▸ Document excerpt:
▬▬▬

Every modified cell has at least one ledger row. A scale-error correction looks like this:

d <- cleaned$decisions
d[d$rule_id == "D06", c("person_id", "wave", "observed", "corrected",
                        "candidate_source", "evidence")]

# the justification column carries the full sentence, for example:
# "detected by scale_error; replaced with the household_median candidate
#  25800 (closest of 4 admissible candidate(s) to the household_median
#  25800; constrained to [8000, 150000])"

The candidates column lists every admissible candidate the selection saw, so a reader can verify that the applied value was the closest to the anchor, and the valid_min/valid_max columns show the constraint window (category bounds where reported, global limits otherwise).

The report

liss_cleaning_report() renders three artifacts: a markdown report whose methodology section is generated from the ruleset itself (every rule with its description, rationale, parameters, and references), the complete decision ledger as CSV, and an engine-shaped JSONL audit log:

liss_cleaning_report(cleaned, output_dir = "output/ci")

Because the methodology is generated from the ruleset that actually ran, the report can never drift from the code.

Disagreeing with a rule

Every rule can be switched off or re-parameterised per run, and the overrides are recorded in the report:

# a stricter volatility requirement for scale-error detection,
# no extreme-z net, and a higher plausibility cap
cleaned2 <- liss_clean_income(
  result,
  income_cap = 175000,
  disable = c("D10"),
  params = list(D06 = list(volatility_min = 0.7))
)

For a lasting policy, copy the packaged YAML, edit it, and pass the path; validate_cleaning_ruleset() enforces the schema:

cleaned3 <- liss_clean_income(result, ruleset = "my_income_rules.yml")

▬▬▬

Records from a data collection:
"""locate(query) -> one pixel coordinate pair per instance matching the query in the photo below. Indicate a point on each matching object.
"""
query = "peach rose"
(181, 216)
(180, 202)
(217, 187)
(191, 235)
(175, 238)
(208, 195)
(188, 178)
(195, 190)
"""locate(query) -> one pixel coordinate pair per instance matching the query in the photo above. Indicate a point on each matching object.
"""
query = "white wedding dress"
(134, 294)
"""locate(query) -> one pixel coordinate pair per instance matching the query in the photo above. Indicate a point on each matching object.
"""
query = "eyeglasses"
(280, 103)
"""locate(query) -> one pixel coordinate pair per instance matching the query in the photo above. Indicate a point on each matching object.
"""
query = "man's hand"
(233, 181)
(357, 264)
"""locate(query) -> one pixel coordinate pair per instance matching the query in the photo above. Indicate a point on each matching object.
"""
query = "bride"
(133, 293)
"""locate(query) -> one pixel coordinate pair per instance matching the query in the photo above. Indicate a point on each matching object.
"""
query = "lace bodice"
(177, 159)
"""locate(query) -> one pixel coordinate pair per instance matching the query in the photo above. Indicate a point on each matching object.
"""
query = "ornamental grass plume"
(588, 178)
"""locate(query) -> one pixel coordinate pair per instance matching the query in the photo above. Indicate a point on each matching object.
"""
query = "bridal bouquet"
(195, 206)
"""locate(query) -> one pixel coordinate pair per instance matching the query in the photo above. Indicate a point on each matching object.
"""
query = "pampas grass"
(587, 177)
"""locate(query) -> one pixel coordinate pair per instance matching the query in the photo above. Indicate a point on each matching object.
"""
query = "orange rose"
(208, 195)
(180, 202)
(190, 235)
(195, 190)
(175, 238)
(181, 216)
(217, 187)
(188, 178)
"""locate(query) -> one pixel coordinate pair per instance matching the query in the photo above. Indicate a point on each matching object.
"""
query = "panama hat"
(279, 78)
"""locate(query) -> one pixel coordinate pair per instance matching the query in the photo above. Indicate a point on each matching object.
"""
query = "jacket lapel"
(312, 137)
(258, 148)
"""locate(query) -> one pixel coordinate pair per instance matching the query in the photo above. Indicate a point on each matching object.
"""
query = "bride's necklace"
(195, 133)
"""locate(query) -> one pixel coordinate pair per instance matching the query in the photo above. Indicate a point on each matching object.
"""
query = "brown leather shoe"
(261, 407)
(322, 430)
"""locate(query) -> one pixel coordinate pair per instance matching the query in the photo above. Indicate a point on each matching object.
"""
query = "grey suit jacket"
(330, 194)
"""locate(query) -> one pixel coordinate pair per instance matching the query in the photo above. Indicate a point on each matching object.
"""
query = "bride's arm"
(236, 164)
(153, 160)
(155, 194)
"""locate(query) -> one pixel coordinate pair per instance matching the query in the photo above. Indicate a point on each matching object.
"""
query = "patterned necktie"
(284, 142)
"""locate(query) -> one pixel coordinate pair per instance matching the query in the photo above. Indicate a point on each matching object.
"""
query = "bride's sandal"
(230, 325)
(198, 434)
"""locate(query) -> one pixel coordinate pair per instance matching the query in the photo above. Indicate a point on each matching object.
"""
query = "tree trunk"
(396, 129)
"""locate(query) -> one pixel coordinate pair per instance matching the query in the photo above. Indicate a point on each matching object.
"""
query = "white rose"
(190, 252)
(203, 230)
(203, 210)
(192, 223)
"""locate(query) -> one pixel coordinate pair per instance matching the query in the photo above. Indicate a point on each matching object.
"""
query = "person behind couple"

▬▬▬

▸ Exercise:
Write the next part of the LISS income-cleaning documentation, picking up after its final line. This data plays no part in the work.

▸ The result:
Attaching background demographics

Donor-pool matching (correction rule C05) works best with household size, position, occupation, age, and education attached. Rule P01 aligns a monthly background file to the annual wave scale, keeps one row per person-year, and joins on the person id, never on the household id:

background <- haven::read_sav("data/avars_201801_EN_1.0p.sav")
cleaned <- liss_clean_income(result, background = background)

Equivalised income

For cross-household comparison, liss_equivalise_income() provides the scale the source analysis pipelines used, alongside the OECD-modified and square-root alternatives:

library(magrittr)

panel <- cleaned$data %>%
  dplyr::mutate(
    stand_inc = liss_equivalise_income(nethh, aantalhh, aantalki)
  )

Where the rules came from

The ruleset consolidates the income-cleaning procedures of two production analysis projects and corrects several latent defects found while porting them; INCOME_CLEANING_DESIGN.md in the repository maps every legacy construct to its rule, documents each deviation, and describes how to propose new rules or parameter changes through pull requests, so the methodology can improve under community review while the audit trail keeps every historical run reproducible.